╭─ Extracted text

The task switching unit 55 performs control to switch the setting of the FPGA 70 in such a manner that the model acquired by the controller unit 30 becomes processable. That is, the task switching unit 55 determines the model switching timing so as to comply with the TAT requirement on the basis of various pieces of time information and time point information related to the task acquired by the task arrival time management unit 54 and the task switching unit 55. In this determination algorithm, fairness and waiting time of a task are considered (details are illustrated in FIG. 6).


In addition, in order to comply with the TP requirements, the accommodation possibility calculation unit 51 may acquire the TP requirements requested by each process 10 from the FPGA model setting unit 34 and determine whether or not deployment is possible.


The scheduler unit 60 includes an inter-queue scheduling unit 61, an in-queue scheduling unit 62, a controller cooperation unit 63, and an IP core mask setting unit 64.


The inter-queue scheduling unit 61 selects the queue 43 that is the task extraction source from the queues 43 for each independent model including the queue of each priority by a fair algorithm such as round robin.


The in-queue scheduling unit 62 selects a task to be executed in the queue 43 selected by the inter-queue scheduling unit 61 by an algorithm considering the priority, such as extracting a task from a queue having a high priority.


The controller cooperation unit 63 receives setting information (IP core mask) of the FPGA 70 from the controller unit 30.


The IP core mask setting unit 64 causes the FPGA 70 to execute the task acquired by the in-queue scheduling unit 62 with reference to the queue 43. Thus, the IP core mask setting unit 64 sets an IP core mask for each task received via the controller cooperation unit 63, and performs control so as not to use the IP core 71 that is not designated. Isolation (separation) of each process 10 is achieved by the IP core mask setting unit 64.



FIG. 3 is a hardware configuration diagram of the scheduling device 100.


The scheduling device 100 is configured as a computer 900 including a CPU 901, a RAM 902, a ROM 903, an HDD 904, a communication I/F 905, an input/output I/F 906, and a medium I/F 907.


The communication I/F 905 is connected to an external communication device 915. The input/output I/F 906 is connected to an input/output device 916. The medium I/F 907 reads and writes data from and to a recording medium 917. Moreover, the CPU 901 controls each processing unit by executing a program (also referred to as an application or an app for abbreviation thereof) read into the RAM 902. Then, the program can be distributed via a communication line or recorded in a recording medium 917 such as a CD-ROM and distributed.



FIG. 4 is a table 200 illustrating classifications according to combinations of task requirements.


The table 200 associates, for each classification, a process 10, a use model of a task generated by the process 10, a task requirement (TAT requirement and TP requirement) specified by the model request 20 of the task, and availability of operation (deployment) of the process 10.

╰─

What to work on:
A – Answer these questions about the FPGA task scheduling text:
(i) What fair algorithm is given as an example for the inter-queue scheduling unit 61?
(ii) What does FIG. 3 show?
(iii) Which unit achieves isolation of each process 10?
B – Please continue the FPGA task scheduling text from the end of its last sentence.

╭─ Dataset

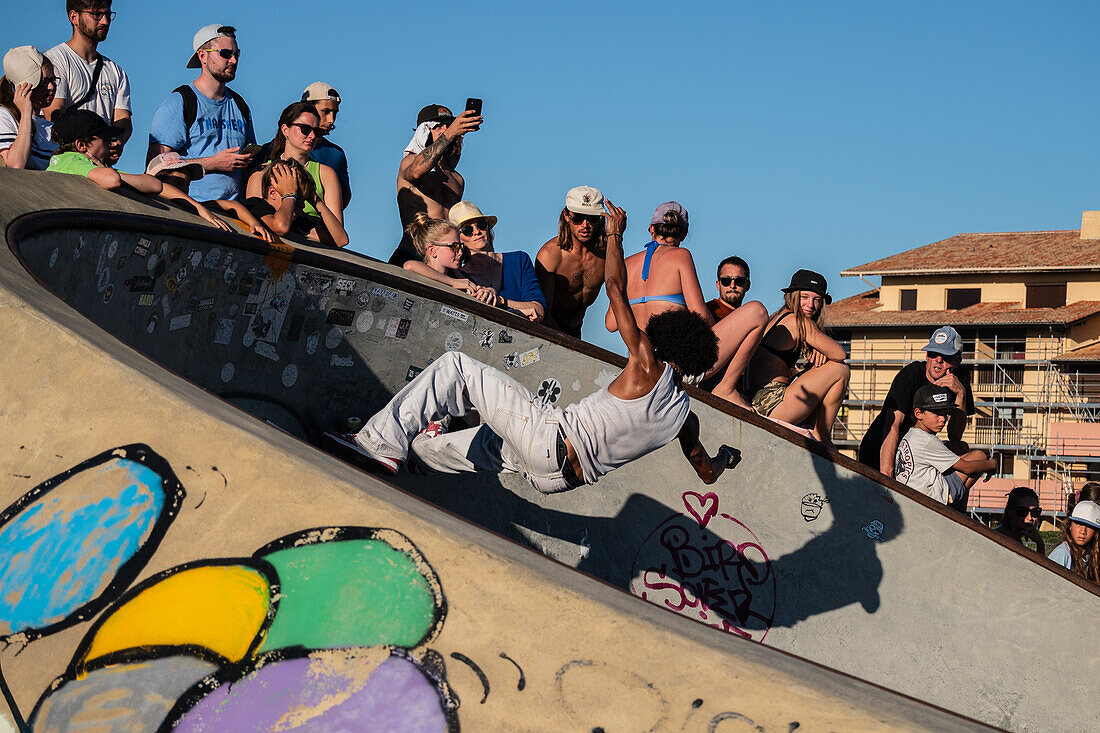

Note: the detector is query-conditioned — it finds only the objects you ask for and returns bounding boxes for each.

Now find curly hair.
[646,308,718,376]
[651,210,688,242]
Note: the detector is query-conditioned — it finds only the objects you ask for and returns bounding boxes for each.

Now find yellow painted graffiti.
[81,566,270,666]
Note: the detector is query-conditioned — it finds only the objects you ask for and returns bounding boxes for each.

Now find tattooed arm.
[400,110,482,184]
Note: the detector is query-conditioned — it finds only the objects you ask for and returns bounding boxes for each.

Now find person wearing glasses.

╰─
╭─ Dataset

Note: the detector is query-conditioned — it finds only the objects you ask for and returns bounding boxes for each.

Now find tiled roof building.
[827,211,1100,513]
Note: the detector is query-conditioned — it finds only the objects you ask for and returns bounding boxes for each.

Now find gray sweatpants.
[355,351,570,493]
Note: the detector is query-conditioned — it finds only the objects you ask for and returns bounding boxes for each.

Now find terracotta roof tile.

╰─

Exercise responses:
A –
(i) Round robin.
(ii) A hardware configuration diagram of the scheduling device 100.
(iii) The IP core mask setting unit 64.

B –
    • The classification “deadline type” is a case where a task requirement such as a TAT requirement (deadline time obtained from an arrival time of a task and a TAT) is strictly specified for each of all tasks.
    • The classification “best effort” is a case where a task requirement is not specified for any task.
    • The classification “mixed type” is a case where task requirements are specified for some tasks and no task requirements are specified for the other tasks.


Note that it is assumed that the task requirement of a process Z (model C) is newly imposed while maintaining the task requirement of a deployed process X (model A) and the task requirement of a deployed process Y (model B).


However, the processing capability of the FPGA 70 is insufficient to additionally comply with the task requirements of the model C. In this case, the accommodation possibility calculation unit 51 determines that the process Z is “deployment impossible” to prevent the excess processing.



FIG. 5 is a flowchart illustrating deadline type scheduling processing. Before executing this flowchart, the command reception unit 31 receives the model request 20 (use Model, TAT Requirement, TP Requirement) from each process 10.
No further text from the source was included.